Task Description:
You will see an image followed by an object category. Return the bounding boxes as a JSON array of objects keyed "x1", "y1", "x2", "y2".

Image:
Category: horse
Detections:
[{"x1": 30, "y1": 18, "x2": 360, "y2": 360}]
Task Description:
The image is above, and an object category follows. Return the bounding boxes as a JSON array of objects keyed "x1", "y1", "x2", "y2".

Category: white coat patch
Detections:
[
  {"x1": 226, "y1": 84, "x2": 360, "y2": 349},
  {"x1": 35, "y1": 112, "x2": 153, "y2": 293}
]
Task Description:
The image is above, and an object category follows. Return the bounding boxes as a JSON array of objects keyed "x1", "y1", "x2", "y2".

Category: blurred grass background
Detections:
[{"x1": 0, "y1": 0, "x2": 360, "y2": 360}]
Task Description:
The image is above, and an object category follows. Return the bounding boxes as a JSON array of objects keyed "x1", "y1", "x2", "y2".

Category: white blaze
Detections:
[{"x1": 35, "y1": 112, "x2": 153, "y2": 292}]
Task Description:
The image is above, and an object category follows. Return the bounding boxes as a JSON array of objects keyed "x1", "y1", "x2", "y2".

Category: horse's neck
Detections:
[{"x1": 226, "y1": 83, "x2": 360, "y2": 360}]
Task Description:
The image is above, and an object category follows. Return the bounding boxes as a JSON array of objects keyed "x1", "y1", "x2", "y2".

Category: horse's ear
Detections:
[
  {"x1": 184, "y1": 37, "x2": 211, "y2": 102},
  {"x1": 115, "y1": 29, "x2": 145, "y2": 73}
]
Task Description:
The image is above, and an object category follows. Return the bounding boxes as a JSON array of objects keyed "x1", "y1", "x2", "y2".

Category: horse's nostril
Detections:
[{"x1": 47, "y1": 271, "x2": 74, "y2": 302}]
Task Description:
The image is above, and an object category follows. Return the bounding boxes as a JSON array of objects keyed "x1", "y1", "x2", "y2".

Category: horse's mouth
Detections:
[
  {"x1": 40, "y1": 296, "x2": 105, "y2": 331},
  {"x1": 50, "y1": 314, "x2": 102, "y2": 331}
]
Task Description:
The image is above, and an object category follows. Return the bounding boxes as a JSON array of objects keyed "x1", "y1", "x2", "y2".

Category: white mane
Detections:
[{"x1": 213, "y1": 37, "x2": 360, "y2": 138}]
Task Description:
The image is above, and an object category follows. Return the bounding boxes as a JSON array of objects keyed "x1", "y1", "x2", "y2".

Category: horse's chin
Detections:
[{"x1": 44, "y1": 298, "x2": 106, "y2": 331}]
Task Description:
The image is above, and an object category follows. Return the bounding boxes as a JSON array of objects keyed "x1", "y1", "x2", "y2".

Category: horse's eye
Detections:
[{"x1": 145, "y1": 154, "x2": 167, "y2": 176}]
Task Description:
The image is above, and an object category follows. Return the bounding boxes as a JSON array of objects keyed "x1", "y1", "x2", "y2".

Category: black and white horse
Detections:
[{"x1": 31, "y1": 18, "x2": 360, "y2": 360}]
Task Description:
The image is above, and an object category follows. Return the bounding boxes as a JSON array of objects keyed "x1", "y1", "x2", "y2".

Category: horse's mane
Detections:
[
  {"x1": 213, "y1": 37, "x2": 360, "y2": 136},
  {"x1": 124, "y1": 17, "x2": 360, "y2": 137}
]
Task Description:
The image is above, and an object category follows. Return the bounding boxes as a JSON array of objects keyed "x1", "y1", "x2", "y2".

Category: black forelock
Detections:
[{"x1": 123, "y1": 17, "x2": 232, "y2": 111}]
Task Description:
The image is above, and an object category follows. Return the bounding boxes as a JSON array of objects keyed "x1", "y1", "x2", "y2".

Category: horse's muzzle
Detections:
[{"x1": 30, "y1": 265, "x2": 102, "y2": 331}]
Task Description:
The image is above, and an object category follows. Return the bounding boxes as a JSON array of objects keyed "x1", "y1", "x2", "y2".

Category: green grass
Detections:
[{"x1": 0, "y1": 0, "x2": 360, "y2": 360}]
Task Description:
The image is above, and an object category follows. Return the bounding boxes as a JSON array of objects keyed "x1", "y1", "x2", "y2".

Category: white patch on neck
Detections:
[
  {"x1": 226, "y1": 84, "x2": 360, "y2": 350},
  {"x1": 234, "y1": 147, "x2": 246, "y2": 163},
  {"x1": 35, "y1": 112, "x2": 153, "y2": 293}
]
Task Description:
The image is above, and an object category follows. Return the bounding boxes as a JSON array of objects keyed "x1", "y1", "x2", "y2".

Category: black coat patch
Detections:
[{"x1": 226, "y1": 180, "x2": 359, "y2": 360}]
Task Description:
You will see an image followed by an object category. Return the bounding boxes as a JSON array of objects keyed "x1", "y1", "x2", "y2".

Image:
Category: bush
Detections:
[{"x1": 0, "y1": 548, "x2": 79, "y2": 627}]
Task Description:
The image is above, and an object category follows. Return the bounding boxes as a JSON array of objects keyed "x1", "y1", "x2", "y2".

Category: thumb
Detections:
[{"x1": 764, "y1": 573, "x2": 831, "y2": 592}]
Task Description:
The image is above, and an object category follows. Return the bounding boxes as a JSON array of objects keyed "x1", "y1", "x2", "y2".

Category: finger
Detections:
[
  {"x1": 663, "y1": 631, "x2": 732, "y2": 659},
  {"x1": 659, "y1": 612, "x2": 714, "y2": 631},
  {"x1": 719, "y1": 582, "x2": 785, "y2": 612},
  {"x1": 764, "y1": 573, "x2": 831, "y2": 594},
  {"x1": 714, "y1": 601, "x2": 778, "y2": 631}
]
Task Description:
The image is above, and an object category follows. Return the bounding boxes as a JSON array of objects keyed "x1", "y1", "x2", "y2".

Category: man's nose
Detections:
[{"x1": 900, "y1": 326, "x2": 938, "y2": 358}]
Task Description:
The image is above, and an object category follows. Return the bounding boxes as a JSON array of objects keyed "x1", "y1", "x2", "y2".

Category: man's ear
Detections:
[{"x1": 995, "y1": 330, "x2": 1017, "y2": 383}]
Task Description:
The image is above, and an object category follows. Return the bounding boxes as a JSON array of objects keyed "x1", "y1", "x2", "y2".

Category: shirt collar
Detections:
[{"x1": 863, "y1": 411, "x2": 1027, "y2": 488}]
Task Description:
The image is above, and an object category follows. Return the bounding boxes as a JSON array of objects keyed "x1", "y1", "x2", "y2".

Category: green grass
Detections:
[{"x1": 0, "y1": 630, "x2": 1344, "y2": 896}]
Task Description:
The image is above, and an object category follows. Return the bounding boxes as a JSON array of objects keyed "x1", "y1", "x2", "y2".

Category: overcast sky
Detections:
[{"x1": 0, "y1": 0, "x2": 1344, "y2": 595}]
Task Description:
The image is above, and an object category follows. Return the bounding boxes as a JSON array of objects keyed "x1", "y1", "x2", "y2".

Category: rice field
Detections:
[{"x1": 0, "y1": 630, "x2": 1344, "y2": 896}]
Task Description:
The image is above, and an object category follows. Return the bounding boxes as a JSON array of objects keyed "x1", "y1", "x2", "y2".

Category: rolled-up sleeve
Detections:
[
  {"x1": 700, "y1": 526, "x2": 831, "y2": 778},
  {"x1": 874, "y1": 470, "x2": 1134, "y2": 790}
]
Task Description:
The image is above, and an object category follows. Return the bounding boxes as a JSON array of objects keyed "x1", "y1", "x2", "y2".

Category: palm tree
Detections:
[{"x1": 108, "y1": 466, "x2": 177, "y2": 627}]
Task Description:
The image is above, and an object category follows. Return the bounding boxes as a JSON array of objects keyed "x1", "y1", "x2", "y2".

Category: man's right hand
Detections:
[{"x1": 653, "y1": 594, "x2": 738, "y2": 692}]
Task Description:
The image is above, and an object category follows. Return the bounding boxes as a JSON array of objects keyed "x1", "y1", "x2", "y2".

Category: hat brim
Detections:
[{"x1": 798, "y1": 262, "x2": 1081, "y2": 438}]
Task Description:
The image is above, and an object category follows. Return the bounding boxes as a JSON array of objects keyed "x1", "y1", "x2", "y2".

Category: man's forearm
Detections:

▬▬▬▬▬▬▬▬▬▬

What you will do:
Collect every line of the entries above that contains the word "coat" and copy each one out in full.

Written solution:
Category: white coat patch
Category: black coat patch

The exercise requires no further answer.